## PAGE TEXT
# A sight worth seeing



## Feefo (Feb 8, 2002)

This is something that would enchant corvid lovers. I hope to be able to witness it before spring comes:

http://www.eveningnews24.co.uk/content/News/story.aspx?brand=ENOnline&category=News&tBrand=enonline&tCategory=news&itemid=NOED15%20Jan%202007%2013%3A19%3A27%3A587

Cynthia


----------



## Maggie-NC (Jun 22, 2005)

Cynthia, as a great corvid lover, I would love to see this. Our area may be in a crow migratory path because for the past 4 years, in the fall, there are hundreds that land in the trees (really old, large oaks) across the street from us. The first year we saw them was the best because the numbers were huge - everywhere you looked there were crows and when they took off it did look like a black sky. However, they were never in the numbers of those in your area.

I hope you can see them and take some pictures.


----------



## Feefo (Feb 8, 2002)

Your crows sound wonderful, Maggie. I am hoping that John will come with me next time he visits and we can take a video film of it.

Another thing I would like to see is thousands of starlings coming in to roost.

Can you imagine, though, what the reaction would be if there were pigeons in so many numbers?

Cynthia


----------



## Maggie-NC (Jun 22, 2005)

Absolutely, people would be armed with shotguns, poison, traps, etc.


----------



## feralpigeon (Feb 14, 2005)

Maybe a little like the shoots for the Passenger Pigeon. Cynthia, I hope you & John are able to make a video of this gathering and post for the members on You Tube, I'm sure it would be awesome. 

fp


----------



## Skyeking (Jan 17, 2003)

Hi Cynthia,

WOW!  Sounds like quite a wonderful sight to witness. Hope you and John are able to see this remarkable gathering and are able to share on You Tube.


----------



## John_D (Jan 24, 2002)

Mmmm.... sounds like we are going birdwatching pretty soon, then 

Not far to travel, anyway

John


----------



## Maggie-NC (Jun 22, 2005)

I wish I could go with you.


----------



## Pigeonpal2002 (Jul 27, 2002)

Hi Cynthia, 

WOW, that is some HUGE flock of rooks and jackdaws!...WOW!!!! The noise must be deafening actually from all those birds, but I'd still love to see this and wouldn't complain

Keep us posted whether or not John and yourself go and if you get a video of this magnificent sight

Maggie, you'd be surprised, there are LOTS of people who dislike crows & rooks as much as pigeons. When corvids get together in such large numbers or even numbers like you mentioned in your area, people will complain about it. They complain about the huge volumes of feces as well as the noise levels caused from these birds.

## STORED ROWS
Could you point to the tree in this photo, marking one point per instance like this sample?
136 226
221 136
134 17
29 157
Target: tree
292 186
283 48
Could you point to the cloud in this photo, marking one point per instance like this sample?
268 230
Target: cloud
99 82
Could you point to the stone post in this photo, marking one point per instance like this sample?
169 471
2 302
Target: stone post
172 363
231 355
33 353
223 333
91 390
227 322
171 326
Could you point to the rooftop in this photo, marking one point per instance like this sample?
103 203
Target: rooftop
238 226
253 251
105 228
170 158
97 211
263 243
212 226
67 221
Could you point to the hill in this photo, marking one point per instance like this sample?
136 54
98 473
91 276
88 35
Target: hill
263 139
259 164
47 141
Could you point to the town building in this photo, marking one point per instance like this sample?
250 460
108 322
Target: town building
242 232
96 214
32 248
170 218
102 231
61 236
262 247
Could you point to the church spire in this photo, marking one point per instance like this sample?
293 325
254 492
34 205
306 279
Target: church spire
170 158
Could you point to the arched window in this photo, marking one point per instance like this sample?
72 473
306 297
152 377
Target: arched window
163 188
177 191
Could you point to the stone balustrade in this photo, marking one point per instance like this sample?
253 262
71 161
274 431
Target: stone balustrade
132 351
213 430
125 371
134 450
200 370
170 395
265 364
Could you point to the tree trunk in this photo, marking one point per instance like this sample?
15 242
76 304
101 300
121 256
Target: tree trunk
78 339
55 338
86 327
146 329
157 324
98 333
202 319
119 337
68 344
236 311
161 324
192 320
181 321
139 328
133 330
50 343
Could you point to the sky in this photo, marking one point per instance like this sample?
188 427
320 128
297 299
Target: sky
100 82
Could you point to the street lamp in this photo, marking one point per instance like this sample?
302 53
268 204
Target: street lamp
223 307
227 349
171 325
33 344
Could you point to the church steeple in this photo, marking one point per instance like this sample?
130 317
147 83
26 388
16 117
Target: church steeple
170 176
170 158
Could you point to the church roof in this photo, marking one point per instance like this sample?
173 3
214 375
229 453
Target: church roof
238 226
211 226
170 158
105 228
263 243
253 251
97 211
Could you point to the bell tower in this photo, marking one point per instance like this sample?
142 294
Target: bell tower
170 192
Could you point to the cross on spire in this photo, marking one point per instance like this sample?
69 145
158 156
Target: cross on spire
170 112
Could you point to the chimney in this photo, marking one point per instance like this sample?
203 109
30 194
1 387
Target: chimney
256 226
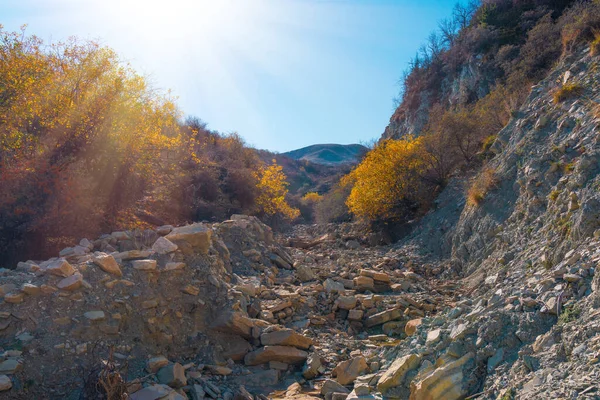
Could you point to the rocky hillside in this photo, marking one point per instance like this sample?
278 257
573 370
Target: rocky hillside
329 154
494 300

## PROBLEM SET
1 – Answer these about the corvid thread:
(a) For how many years has Maggie-NC seen crows land in the trees across the street each fall?
(b) Which birds does Feefo also want to see coming in to roost?
(c) What two things does Pigeonpal2002 say people complain about when corvids gather in large numbers?
2 – Carry on the corvid thread from its last post.
None of the items is needed here.

## EXPECTED ANSWERS
1 –
(a) The past 4 years.
(b) Thousands of starlings.
(c) The huge volumes of feces and the noise levels.

2 –
----------



## mr squeaks (Apr 14, 2005)

Outside my apartment are two huge Ficus trees (at least I think that's what they are). Very dense and PERFECT for birds! AND, the birds KNOW it! The noise in the evening is something else! Makes me laugh as I can just "hear" the conversations:

"Hey, Vern, OVER HERE...saved you a spot"
"OFF, I got here FIRST!"
"Oh no you don't! That's been MY spot for weeks!"
"GET OFF ME!"
"Push me, will ya? See how YOU like it!"
"Listen UP, got something to say!"
"Mom? Dad? WHERE ARE YOU?!"

Well, I'm sure there are a million stories in those trees! I keep hearing new ones!    

The other day I was at the office and we were talking about the trees (AND the poops underneath!). Our manager made the comment that someone had said something about cutting them down due to the mess. I almost had a heart attack and was about to scream out "NO!" She very quickly assured me that the trees were NOT going to be cut down! I said THANK GOODNESS and staggered back to my apartment, still muttering to myself before I was able to calm down. LOL The management knows I have - ah - definite opinions. Of course, I've also lived in this complex the longest too. That helps.


----------



## Feefo (Feb 8, 2002)

Looks like we won't be going to see this or to video it after all!


http://www.eveningnews24.co.uk/content/News/story.aspx?brand=ENOnline&category=News&tBrand=enonline&tCategory=news&itemid=NOED17%20Jan%202007%2014%3A15%3A29%3A273

Cynthia


----------



## Pigeonpal2002 (Jul 27, 2002)

Hi Cynthia, 

That's too bad I suppose I do agree with what the folks are saying though and if it's disturbing the birds and the people in that area, then that's not good.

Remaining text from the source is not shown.